§ **Problem**
Output every entry exactly as given.

======== Extracted entries

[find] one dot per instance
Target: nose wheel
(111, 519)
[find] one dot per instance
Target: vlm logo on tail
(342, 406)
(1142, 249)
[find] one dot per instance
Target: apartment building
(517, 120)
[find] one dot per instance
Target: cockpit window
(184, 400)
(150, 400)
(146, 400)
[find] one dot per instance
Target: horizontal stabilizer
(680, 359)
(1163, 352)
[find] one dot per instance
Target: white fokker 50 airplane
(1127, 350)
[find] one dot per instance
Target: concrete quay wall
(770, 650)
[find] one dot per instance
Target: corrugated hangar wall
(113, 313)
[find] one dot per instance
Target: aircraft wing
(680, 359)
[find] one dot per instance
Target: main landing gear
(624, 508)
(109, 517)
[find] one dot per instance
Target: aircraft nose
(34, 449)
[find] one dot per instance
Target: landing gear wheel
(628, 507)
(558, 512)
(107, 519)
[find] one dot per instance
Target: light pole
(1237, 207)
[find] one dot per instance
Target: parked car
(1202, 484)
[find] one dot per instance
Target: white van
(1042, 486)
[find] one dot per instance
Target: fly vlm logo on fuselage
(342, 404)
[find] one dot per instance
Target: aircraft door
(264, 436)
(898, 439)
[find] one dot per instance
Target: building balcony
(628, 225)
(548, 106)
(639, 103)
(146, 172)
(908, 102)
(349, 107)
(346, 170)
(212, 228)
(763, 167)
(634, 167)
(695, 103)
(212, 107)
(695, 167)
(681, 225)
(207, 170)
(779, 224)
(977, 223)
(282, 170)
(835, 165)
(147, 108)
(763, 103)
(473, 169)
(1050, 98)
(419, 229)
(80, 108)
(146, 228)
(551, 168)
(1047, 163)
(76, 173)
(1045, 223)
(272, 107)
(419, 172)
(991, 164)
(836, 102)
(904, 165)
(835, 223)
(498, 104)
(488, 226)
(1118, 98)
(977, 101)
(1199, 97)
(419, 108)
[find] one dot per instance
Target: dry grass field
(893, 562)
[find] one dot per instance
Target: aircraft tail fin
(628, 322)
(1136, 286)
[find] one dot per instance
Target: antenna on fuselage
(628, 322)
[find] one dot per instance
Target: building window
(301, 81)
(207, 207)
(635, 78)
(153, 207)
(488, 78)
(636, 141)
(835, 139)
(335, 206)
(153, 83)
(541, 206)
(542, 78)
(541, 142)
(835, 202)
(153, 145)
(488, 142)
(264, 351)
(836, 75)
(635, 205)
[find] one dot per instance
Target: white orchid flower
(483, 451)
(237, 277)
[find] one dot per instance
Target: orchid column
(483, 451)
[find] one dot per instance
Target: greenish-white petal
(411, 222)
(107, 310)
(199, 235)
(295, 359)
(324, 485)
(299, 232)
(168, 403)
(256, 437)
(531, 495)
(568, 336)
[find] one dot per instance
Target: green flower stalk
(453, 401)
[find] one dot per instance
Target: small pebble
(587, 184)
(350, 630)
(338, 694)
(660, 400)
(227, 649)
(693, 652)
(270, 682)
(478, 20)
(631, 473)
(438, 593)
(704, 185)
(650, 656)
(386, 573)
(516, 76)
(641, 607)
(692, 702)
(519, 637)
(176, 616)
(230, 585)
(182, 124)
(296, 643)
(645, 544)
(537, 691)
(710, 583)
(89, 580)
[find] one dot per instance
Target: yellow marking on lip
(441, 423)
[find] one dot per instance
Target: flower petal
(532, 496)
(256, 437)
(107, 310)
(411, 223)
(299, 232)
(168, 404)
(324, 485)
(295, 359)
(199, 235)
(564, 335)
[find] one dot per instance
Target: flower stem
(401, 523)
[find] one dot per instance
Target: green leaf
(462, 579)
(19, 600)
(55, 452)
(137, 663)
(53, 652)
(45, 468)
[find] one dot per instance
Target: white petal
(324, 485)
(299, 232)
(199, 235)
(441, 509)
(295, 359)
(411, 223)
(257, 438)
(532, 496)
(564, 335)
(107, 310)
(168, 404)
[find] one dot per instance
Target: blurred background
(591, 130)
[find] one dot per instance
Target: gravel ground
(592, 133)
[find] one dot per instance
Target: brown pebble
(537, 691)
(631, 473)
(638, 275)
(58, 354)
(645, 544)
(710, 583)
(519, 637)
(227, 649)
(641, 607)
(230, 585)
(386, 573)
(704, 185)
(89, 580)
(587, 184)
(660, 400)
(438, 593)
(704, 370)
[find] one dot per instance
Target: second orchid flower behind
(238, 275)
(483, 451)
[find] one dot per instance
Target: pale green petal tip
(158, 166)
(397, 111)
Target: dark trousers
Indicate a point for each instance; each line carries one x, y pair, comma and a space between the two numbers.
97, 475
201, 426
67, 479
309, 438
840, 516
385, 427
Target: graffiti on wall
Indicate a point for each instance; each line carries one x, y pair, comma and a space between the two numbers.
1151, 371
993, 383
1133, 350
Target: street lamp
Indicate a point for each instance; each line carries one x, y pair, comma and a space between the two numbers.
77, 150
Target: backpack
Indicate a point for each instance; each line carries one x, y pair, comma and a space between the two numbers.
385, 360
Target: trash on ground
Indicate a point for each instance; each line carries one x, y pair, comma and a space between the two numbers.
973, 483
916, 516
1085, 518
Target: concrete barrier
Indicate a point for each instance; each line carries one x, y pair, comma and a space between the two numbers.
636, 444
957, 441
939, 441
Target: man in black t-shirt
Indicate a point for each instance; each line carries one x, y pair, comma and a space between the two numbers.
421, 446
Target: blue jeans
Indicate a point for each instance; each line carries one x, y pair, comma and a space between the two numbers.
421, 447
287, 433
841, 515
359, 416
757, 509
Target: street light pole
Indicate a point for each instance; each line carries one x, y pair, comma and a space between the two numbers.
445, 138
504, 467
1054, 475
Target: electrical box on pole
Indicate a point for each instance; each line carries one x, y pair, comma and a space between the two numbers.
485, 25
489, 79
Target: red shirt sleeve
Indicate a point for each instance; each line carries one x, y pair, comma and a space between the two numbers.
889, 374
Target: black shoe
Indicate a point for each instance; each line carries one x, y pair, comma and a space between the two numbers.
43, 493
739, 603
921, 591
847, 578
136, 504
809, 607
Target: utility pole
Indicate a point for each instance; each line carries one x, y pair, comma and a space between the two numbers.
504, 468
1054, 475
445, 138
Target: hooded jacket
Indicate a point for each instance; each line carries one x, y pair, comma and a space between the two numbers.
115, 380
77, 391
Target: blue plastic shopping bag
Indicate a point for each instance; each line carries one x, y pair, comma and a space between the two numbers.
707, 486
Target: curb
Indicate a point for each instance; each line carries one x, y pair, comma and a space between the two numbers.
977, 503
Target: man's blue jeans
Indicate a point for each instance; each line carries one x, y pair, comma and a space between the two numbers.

================

§ **Solved exercise**
[find] one dot per instance
Target: nose wheel
(111, 519)
[find] one dot per instance
Target: vlm logo on tail
(342, 406)
(1142, 249)
[find] one dot per instance
Target: apartment building
(517, 120)
[find] one dot per instance
Target: cockpit window
(184, 400)
(150, 400)
(146, 400)
[find] one dot per instance
Target: horizontal stabilizer
(680, 359)
(1163, 352)
[find] one dot per instance
Target: white fokker 50 airplane
(1127, 350)
[find] one dot per instance
Target: concrete quay wall
(770, 650)
[find] one dot per instance
Target: corrugated hangar wall
(113, 313)
[find] one dot per instance
Target: aircraft wing
(680, 359)
[find] one dot per instance
Target: main landing gear
(624, 508)
(109, 517)
[find] one dot per instance
Target: aircraft nose
(34, 449)
[find] one dot per instance
Target: landing gear wheel
(628, 507)
(558, 512)
(107, 519)
[find] one dot per instance
Target: light pole
(1237, 207)
[find] one dot per instance
Target: parked car
(1202, 484)
[find] one dot per instance
Target: white van
(1042, 486)
[find] one dot per instance
Target: fly vlm logo on fuselage
(342, 404)
[find] one dot per instance
Target: aircraft door
(264, 436)
(898, 439)
[find] one dot per instance
Target: building balcony
(628, 225)
(548, 106)
(639, 103)
(146, 172)
(908, 102)
(349, 107)
(346, 170)
(212, 228)
(763, 167)
(634, 167)
(695, 103)
(212, 107)
(695, 167)
(681, 225)
(207, 170)
(779, 224)
(977, 223)
(282, 170)
(835, 165)
(147, 108)
(763, 103)
(473, 169)
(1050, 98)
(419, 229)
(80, 108)
(146, 228)
(551, 168)
(1047, 163)
(76, 173)
(1045, 223)
(272, 107)
(419, 172)
(991, 164)
(836, 102)
(904, 165)
(835, 223)
(498, 104)
(488, 226)
(1118, 98)
(977, 101)
(1199, 97)
(419, 108)
[find] one dot per instance
Target: dry grass field
(893, 562)
[find] one dot per instance
Target: aircraft tail fin
(628, 322)
(1136, 286)
[find] one dot per instance
Target: antenna on fuselage
(628, 322)
[find] one dot per instance
Target: building window
(301, 81)
(207, 207)
(635, 78)
(153, 207)
(488, 78)
(636, 141)
(835, 139)
(335, 206)
(153, 83)
(541, 206)
(542, 78)
(541, 142)
(835, 202)
(153, 145)
(488, 142)
(264, 351)
(836, 75)
(635, 205)
[find] one dot per instance
Target: white orchid flower
(483, 451)
(237, 277)
[find] one dot per instance
Target: orchid column
(483, 451)
[find] one dot per instance
Target: greenish-white petal
(411, 222)
(107, 310)
(199, 235)
(295, 359)
(324, 485)
(299, 232)
(168, 403)
(256, 437)
(531, 495)
(568, 336)
[find] one dot per instance
Target: green flower stalk
(453, 401)
[find] one dot per instance
Target: small pebble
(587, 184)
(350, 630)
(338, 694)
(660, 400)
(227, 649)
(693, 652)
(270, 682)
(478, 20)
(631, 473)
(438, 593)
(704, 185)
(650, 656)
(386, 573)
(516, 76)
(641, 607)
(692, 702)
(519, 637)
(176, 616)
(230, 585)
(182, 124)
(296, 643)
(645, 544)
(537, 691)
(710, 583)
(89, 580)
[find] one dot per instance
Target: yellow marking on lip
(441, 423)
[find] one dot per instance
Target: flower petal
(532, 496)
(256, 437)
(107, 310)
(411, 223)
(299, 232)
(168, 404)
(324, 485)
(295, 359)
(199, 235)
(564, 335)
[find] one dot per instance
Target: flower stem
(401, 523)
[find] one dot per instance
Target: green leaf
(462, 579)
(19, 600)
(55, 452)
(137, 663)
(53, 652)
(45, 468)
[find] one dot per instance
Target: white petal
(324, 485)
(299, 232)
(199, 235)
(441, 509)
(295, 359)
(411, 223)
(257, 438)
(532, 496)
(564, 335)
(107, 310)
(168, 404)
[find] one dot per instance
Target: blurred background
(591, 130)
[find] one dot per instance
Target: gravel ground
(592, 133)
[find] one dot per instance
Target: brown pebble
(537, 691)
(631, 473)
(638, 275)
(58, 354)
(645, 544)
(710, 583)
(519, 637)
(227, 649)
(641, 607)
(230, 585)
(386, 573)
(704, 185)
(89, 580)
(587, 184)
(660, 400)
(438, 593)
(704, 370)
[find] one dot per instance
Target: second orchid flower behind
(238, 275)
(483, 451)
[find] one dot per instance
Target: pale green petal tip
(158, 166)
(397, 111)
Target: dark trousers
Indicate a point for each instance; each line carries one x, y pair, comma and a space between the two numbers.
97, 475
201, 426
67, 479
309, 438
840, 516
385, 427
Target: graffiti on wall
Indicate a point for each instance; each line carries one x, y pair, comma and a space between the two numbers.
1151, 371
993, 383
1133, 350
Target: street lamp
Indicate a point for each instance; each line carries one x, y pair, comma and a space between the two numbers.
77, 150
Target: backpack
Indicate a point for each instance; each line carries one x, y pair, comma and a space between the two numbers.
385, 360
Target: trash on ground
Indicate a point for each instance; each line carries one x, y pair, comma and a space between the two numbers.
973, 483
916, 516
1085, 518
Target: concrete barrier
Indicate a point for each instance; each line carries one x, y pair, comma and a space between the two numbers.
636, 444
957, 441
939, 441
Target: man in black t-shirt
Indicate a point for each instance; each line carries one x, y pair, comma and a space between the two numbers.
421, 446
Target: blue jeans
Indicate a point for each instance; each line carries one x, y pair, comma and a space between the two numbers.
421, 447
287, 433
841, 515
359, 416
757, 509
Target: street light pole
Indicate a point for each instance; each line carries one x, y pair, comma and a space between the two numbers.
445, 138
504, 467
1054, 475
Target: electrical box on pole
Indicate a point for each instance; each line carries one x, y pair, comma and a space between the two numbers.
485, 25
489, 79
Target: red shirt sleeve
Indicate a point for each instance; each line carries one x, y pair, comma and a space between the two numbers.
889, 374
Target: black shoe
Indicate a point for each instance; each line carries one x, y pair, comma and a space between the two numbers.
43, 493
739, 603
921, 591
847, 578
136, 504
809, 607
Target: utility pole
Indicate a point for each instance; each line carries one x, y pair, comma and a space between the two numbers.
504, 468
1054, 475
445, 138
Target: hooded jacket
Indicate a point for each instance; each line carries one x, y pair, comma and a space between the two numbers.
115, 380
77, 391
Target: blue plastic shopping bag
Indicate a point for each instance; each line carries one x, y pair, comma and a space between the two numbers.
707, 486
Target: curb
Indicate a point for each instance; each line carries one x, y pair, comma and a space between the two numbers.
977, 503
Target: man's blue jeans
Indicate a point for each instance; each line carries one x, y pair, comma and a space between the two numbers.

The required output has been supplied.